Excerpted passage:
________________________________________

# Outlets do not work but has 120v!



## cosmokramer (Jan 10, 2010)

First of all, I am a NOOB - so hope there's no initiation party!
And, I'm a NOOB to electrical stuff but curious to know things and sometimes googling and reading stuff goes over my head. I look for simple answers and then work my way up from there.

My issue: few electrical outlets do not work due to few high watts items were plugged (i.e., heater, microwave, etc.) in the same outlet and they died out. Fusebox are all ON. When I plug in my handy dandy digital multimeter (purchased one and then it was a challenge itself how to use the darn thing), I test the outlets and they are giving out 120v-122v - but when I plug in things, they do not work. I thought when they die - there's no electricity flowing in there but in this case there IS electricity?


----------



## codeone (Dec 31, 2009)

Are you checking from hot to neutral or hot to ground when you get your reading?
I suspect you are reading to ground. Which you have lost your neutral conductor some where. :yes:


----------



## Bob Mariani (Dec 1, 2008)

________________________________________

Exercise material:
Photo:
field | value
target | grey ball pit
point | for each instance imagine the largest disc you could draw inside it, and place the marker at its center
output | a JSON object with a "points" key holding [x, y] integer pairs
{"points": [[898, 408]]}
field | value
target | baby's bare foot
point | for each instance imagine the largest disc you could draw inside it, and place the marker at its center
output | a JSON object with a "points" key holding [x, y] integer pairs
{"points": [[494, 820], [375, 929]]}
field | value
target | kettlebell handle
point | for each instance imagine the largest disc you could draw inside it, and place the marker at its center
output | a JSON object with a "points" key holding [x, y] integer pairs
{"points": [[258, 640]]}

________________________________________

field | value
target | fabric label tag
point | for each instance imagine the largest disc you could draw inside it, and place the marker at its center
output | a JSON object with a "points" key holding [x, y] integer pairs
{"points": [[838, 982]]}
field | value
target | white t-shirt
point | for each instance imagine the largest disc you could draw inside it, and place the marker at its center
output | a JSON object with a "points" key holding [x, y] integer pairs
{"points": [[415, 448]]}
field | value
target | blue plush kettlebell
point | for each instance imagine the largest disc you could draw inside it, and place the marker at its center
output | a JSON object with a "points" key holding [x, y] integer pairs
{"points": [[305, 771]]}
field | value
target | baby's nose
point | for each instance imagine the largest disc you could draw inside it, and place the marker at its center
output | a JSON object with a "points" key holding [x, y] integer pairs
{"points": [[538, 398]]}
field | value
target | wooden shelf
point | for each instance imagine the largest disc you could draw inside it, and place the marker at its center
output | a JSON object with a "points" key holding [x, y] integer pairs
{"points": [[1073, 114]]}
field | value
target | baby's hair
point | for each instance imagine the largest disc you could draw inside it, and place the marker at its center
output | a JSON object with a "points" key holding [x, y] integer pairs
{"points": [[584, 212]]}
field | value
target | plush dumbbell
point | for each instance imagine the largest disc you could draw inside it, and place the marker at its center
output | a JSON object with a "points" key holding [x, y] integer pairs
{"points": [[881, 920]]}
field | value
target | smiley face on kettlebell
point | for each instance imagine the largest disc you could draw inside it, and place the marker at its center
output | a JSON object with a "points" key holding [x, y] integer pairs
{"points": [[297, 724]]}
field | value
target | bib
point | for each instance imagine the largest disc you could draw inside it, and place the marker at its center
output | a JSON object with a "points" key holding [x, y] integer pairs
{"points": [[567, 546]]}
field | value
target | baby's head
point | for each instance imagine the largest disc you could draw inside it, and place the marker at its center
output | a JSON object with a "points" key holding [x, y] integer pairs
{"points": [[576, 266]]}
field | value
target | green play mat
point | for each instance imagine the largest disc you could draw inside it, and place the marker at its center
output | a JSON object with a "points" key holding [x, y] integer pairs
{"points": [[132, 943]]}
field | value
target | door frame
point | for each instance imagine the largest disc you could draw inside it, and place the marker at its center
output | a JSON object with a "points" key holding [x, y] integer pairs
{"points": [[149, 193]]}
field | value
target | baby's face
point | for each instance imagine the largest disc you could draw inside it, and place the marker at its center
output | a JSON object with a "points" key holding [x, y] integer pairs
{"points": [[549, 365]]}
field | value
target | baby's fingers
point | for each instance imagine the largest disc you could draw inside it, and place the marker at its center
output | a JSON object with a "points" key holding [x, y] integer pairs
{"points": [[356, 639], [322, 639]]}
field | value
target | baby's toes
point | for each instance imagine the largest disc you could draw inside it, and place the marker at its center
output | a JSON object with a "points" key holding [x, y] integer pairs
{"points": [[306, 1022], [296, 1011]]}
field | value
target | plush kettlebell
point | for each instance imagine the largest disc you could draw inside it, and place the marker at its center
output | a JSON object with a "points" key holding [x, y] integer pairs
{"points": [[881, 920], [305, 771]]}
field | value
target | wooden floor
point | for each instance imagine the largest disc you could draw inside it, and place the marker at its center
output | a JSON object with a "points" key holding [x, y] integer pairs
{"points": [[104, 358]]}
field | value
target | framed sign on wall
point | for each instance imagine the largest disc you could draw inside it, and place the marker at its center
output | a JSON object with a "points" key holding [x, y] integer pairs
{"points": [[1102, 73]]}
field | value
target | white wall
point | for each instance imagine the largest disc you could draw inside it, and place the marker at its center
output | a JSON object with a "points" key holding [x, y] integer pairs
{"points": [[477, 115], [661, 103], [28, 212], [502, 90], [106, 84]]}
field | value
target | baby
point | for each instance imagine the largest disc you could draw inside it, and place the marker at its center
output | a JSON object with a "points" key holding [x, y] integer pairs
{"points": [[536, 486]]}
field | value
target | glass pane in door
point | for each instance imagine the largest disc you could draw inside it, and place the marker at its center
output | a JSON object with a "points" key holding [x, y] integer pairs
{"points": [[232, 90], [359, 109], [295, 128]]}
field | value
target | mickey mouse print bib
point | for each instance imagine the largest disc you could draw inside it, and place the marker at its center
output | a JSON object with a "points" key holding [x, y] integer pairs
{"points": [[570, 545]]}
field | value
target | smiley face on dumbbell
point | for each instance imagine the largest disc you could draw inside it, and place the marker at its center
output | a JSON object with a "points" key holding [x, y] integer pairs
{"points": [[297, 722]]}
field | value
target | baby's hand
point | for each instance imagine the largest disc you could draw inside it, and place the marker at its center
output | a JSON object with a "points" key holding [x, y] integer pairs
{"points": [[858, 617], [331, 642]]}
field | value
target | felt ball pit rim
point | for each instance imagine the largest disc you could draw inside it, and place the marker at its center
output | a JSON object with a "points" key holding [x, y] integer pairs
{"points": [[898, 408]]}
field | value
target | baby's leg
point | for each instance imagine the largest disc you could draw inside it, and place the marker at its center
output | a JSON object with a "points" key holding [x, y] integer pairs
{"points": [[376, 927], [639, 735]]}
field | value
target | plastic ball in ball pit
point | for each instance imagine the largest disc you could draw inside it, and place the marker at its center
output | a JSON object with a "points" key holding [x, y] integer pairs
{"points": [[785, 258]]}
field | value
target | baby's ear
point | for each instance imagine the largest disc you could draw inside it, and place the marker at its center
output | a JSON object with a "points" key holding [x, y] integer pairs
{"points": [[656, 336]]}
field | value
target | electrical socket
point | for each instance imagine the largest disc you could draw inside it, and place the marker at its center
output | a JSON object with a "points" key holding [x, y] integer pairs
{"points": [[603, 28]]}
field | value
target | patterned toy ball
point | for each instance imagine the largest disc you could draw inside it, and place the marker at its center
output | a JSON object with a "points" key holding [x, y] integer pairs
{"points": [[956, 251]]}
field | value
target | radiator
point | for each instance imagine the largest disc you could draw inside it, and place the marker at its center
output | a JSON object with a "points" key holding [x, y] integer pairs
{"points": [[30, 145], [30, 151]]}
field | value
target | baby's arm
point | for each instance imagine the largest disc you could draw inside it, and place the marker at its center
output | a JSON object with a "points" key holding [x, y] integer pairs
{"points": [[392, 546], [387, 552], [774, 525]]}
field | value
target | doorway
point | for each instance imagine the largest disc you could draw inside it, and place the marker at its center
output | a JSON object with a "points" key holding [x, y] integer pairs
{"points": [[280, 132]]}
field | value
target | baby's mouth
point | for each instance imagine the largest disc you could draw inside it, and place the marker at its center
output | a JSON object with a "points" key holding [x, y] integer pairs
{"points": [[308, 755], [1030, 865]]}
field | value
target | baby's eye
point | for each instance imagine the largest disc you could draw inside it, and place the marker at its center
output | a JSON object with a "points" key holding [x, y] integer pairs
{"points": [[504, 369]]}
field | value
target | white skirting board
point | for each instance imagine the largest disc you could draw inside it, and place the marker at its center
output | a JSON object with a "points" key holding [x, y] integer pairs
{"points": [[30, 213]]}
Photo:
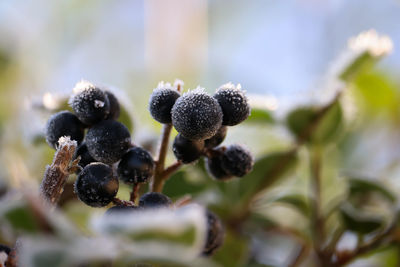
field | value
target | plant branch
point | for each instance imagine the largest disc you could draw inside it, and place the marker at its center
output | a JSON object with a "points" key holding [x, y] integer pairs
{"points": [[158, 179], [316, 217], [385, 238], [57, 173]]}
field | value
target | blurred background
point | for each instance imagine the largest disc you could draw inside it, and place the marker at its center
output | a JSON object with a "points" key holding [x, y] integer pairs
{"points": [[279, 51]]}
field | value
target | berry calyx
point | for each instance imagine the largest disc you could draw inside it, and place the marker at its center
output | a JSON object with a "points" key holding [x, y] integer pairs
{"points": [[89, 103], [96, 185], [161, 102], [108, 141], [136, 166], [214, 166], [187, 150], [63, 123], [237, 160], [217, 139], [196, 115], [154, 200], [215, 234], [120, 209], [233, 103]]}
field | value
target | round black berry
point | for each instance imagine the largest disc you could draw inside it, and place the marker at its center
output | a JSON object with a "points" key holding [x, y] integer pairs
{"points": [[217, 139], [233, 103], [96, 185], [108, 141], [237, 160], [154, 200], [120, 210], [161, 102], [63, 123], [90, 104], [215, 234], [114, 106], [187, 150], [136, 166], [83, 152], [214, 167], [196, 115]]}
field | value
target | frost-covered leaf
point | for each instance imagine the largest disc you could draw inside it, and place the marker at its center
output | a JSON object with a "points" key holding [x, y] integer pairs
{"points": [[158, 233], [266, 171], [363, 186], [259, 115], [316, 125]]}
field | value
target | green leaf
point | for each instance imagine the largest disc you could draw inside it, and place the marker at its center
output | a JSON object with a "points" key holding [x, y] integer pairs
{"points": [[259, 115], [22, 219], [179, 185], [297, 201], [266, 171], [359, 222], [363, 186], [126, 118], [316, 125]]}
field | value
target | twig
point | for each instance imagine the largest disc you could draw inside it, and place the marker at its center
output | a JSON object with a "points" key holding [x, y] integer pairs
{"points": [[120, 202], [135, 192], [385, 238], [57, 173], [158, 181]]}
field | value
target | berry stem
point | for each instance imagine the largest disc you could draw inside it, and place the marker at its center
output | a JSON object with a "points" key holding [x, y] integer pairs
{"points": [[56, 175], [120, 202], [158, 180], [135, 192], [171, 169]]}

________________________________________

Work to complete:
a: In the forum thread about dead outlets, rewrite the paragraph starting "My issue: few electrical outlets" as a short list of its main facts.
b: Locate every line in the records that contains the word "plush" and copy each one.
The records are unrelated to the forum thread.

Answers given:
a:
- Several outlets stopped working after high-wattage items, such as a heater and a microwave, were plugged into the same outlet.
- Everything in the fuse box is on.
- A digital multimeter reads 120–122 volts at those outlets.
- Devices plugged into them still don't work.
- The writer expected dead outlets to have no electricity, but these do.

b:
target | blue plush kettlebell
target | plush dumbbell
target | plush kettlebell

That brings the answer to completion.